**TASK STATEMENT:** Reproduce every entry exactly as shown.

▼

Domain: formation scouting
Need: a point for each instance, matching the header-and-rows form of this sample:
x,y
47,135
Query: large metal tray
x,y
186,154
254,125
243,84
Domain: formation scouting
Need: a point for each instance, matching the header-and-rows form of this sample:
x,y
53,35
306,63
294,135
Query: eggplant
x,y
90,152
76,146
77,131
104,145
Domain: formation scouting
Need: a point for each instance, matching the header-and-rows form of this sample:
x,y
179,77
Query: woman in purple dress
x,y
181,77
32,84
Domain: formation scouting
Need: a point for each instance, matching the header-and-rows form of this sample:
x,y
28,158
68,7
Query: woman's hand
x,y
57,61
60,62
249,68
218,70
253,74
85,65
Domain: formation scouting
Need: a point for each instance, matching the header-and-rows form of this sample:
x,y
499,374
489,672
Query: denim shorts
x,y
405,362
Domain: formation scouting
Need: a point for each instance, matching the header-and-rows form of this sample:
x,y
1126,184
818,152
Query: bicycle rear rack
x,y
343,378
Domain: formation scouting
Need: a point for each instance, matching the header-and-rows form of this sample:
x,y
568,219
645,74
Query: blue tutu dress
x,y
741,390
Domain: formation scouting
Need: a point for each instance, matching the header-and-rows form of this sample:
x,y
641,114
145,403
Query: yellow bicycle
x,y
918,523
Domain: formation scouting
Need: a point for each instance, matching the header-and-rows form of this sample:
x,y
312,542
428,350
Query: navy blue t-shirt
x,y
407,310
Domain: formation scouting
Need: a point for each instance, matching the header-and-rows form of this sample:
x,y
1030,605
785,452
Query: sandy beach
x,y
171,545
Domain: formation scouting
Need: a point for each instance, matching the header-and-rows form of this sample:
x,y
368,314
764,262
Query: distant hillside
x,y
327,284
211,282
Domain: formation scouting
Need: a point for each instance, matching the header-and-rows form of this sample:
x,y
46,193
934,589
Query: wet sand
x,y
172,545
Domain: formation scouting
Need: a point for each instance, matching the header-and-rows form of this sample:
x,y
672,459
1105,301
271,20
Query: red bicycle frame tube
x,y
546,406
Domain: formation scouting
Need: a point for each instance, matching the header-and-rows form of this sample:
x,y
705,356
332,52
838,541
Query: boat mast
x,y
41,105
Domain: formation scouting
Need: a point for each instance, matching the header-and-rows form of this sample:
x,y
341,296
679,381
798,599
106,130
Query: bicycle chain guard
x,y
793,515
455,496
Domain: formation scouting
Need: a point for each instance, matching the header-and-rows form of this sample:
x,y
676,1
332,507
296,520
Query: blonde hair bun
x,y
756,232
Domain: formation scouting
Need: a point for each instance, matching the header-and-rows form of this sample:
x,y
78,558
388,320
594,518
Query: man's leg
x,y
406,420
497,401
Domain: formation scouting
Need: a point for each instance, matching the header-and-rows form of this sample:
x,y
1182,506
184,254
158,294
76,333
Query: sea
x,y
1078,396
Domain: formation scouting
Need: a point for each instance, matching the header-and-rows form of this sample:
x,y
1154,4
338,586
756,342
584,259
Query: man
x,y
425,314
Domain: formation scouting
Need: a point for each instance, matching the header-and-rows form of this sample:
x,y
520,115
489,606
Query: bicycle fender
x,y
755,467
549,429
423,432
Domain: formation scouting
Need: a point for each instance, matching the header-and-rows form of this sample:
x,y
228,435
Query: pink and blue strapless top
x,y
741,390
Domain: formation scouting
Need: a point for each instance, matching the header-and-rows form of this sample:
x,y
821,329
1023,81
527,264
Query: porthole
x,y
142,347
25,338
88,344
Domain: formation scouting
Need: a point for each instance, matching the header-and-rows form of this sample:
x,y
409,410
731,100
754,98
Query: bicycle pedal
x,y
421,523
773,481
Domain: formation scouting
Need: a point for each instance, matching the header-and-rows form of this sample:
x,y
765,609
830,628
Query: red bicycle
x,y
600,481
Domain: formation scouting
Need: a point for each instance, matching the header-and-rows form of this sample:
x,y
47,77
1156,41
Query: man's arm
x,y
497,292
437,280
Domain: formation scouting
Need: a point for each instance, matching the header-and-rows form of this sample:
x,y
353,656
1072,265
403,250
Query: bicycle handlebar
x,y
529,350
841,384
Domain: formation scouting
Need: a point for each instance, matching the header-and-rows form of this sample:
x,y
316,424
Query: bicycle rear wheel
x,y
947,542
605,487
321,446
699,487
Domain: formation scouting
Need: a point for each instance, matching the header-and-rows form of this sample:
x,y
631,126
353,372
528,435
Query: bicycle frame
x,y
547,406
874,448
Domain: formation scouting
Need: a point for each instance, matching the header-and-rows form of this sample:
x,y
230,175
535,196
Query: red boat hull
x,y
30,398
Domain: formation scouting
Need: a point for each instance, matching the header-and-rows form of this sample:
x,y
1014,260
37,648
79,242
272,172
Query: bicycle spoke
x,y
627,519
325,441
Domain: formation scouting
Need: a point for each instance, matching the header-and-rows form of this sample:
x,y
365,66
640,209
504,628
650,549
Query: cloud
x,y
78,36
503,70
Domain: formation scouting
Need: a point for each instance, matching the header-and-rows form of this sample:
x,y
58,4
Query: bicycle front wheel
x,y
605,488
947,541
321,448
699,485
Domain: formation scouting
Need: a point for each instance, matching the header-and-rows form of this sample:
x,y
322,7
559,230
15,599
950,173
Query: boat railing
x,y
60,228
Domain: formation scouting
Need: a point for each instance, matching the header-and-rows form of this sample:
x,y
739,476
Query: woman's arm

▲

**ANSWER TO THE TASK:**
Domain: formation scouting
Need: a point for each instance, matching the header-and-rows form of this sample:
x,y
47,135
Query: large metal tray
x,y
186,154
254,125
243,84
Domain: formation scouting
Need: a point for each instance, matching the header-and-rows form of this sample:
x,y
53,35
306,63
294,135
Query: eggplant
x,y
90,152
76,146
77,131
104,145
Domain: formation scouting
Need: a point for each instance, matching the header-and-rows form of this sample:
x,y
179,77
Query: woman in purple dress
x,y
181,77
32,84
Domain: formation scouting
Need: a point for each instance, matching the header-and-rows form of this sample:
x,y
28,158
68,7
Query: woman's hand
x,y
57,61
60,62
249,68
218,70
253,74
85,65
Domain: formation scouting
Need: a point for each instance, matching the header-and-rows form of this sample:
x,y
499,374
489,672
Query: denim shorts
x,y
405,362
Domain: formation scouting
Need: a point for each instance, matching the header-and-rows form of this sample:
x,y
1126,184
818,152
Query: bicycle rear rack
x,y
343,378
Domain: formation scouting
Need: a point for each instance, matching the header-and-rows form of this sample:
x,y
568,219
645,74
Query: blue tutu dress
x,y
741,390
Domain: formation scouting
Need: a point for each instance, matching the header-and-rows form of this sample:
x,y
641,114
145,403
Query: yellow bicycle
x,y
918,523
Domain: formation scouting
Need: a point for each instance, matching the header-and-rows form of this sample:
x,y
312,542
428,350
Query: navy blue t-shirt
x,y
407,310
Domain: formation scouting
Need: a point for each instance, matching the header-and-rows form of this sample:
x,y
1030,605
785,452
Query: sandy beach
x,y
171,545
Domain: formation scouting
Need: a point for each instance, matching the header-and-rows form of this sample:
x,y
368,314
764,262
Query: distant hillside
x,y
327,284
211,282
Domain: formation scouting
Need: a point for each instance, matching the header-and-rows form of this sample:
x,y
46,193
934,589
Query: wet sand
x,y
172,545
Domain: formation scouting
Need: a point for each instance, matching the header-and-rows form of this sample:
x,y
672,459
1105,301
271,20
Query: red bicycle frame tube
x,y
546,406
Domain: formation scouting
Need: a point for each instance, matching the header-and-rows form of this sample:
x,y
705,356
332,52
838,541
Query: boat mast
x,y
41,105
Domain: formation scouting
Need: a point for each instance, matching the header-and-rows form of this sample:
x,y
341,296
679,381
798,599
106,130
Query: bicycle chain guard
x,y
793,515
455,496
Domain: formation scouting
Need: a point for each instance, matching the header-and-rows form of this sample:
x,y
676,1
332,507
296,520
Query: blonde hair bun
x,y
756,232
Domain: formation scouting
Need: a point for each instance, matching the header-and-rows form of this sample:
x,y
78,558
388,320
594,518
Query: man's leg
x,y
406,420
497,401
Domain: formation scouting
Need: a point for each instance, matching the header-and-rows form of this sample:
x,y
1182,506
184,254
158,294
76,333
Query: sea
x,y
1078,396
Domain: formation scouting
Need: a point for each instance, matching the header-and-rows form of this sample:
x,y
1154,4
338,586
756,342
584,259
Query: man
x,y
425,314
Domain: formation scouting
Need: a point for each instance, matching the header-and-rows form of this sample:
x,y
520,115
489,606
Query: bicycle fender
x,y
755,467
549,429
423,432
Domain: formation scouting
Need: a point for each instance, matching the header-and-rows form of this sample:
x,y
228,435
Query: pink and blue strapless top
x,y
741,390
Domain: formation scouting
Need: a point for each instance, matching the header-and-rows form of this sample:
x,y
821,329
1023,81
527,264
Query: porthole
x,y
142,347
25,338
88,344
Domain: formation scouting
Need: a point for each instance, matching the header-and-rows form of this sample:
x,y
409,410
731,100
754,98
Query: bicycle pedal
x,y
421,523
773,481
Domain: formation scouting
Need: a point for each instance, matching the header-and-rows form of this sample:
x,y
765,609
830,628
Query: red bicycle
x,y
600,481
Domain: formation scouting
Need: a point for each instance, matching the header-and-rows form of this sample:
x,y
47,77
1156,41
Query: man's arm
x,y
497,292
437,280
Domain: formation scouting
Need: a point for each instance, matching the header-and-rows form of this sample:
x,y
353,656
1072,265
403,250
Query: bicycle handlebar
x,y
529,350
841,384
Domain: formation scouting
Need: a point for each instance, matching the header-and-rows form of this sample:
x,y
316,424
Query: bicycle rear wheel
x,y
947,542
605,487
321,446
699,487
Domain: formation scouting
Need: a point for each instance, matching the header-and-rows form of this sample:
x,y
631,126
353,372
528,435
Query: bicycle frame
x,y
547,406
874,448
Domain: formation scouting
Need: a point for each instance, matching the header-and-rows form of this sample:
x,y
230,175
535,196
Query: red boat hull
x,y
30,398
Domain: formation scouting
Need: a point for each instance, matching the header-and-rows form of this sample:
x,y
1014,260
37,648
79,242
272,172
Query: bicycle spoke
x,y
627,519
325,441
Domain: formation scouting
Need: a point for each instance, matching the header-and-rows form of this sample:
x,y
365,66
640,209
504,628
650,549
Query: cloud
x,y
78,36
503,70
Domain: formation scouting
Need: a point for each instance, matching the header-and-rows form of this sample:
x,y
58,4
Query: bicycle front wheel
x,y
605,488
947,541
321,448
699,485
Domain: formation scouting
Need: a point for each instance, matching the header-and-rows form of this sample:
x,y
322,7
559,230
15,599
950,173
Query: boat railing
x,y
60,228
Domain: formation scouting
Need: a point for each instance, matching the header-and-rows form of this sample:
x,y
739,476
Query: woman's arm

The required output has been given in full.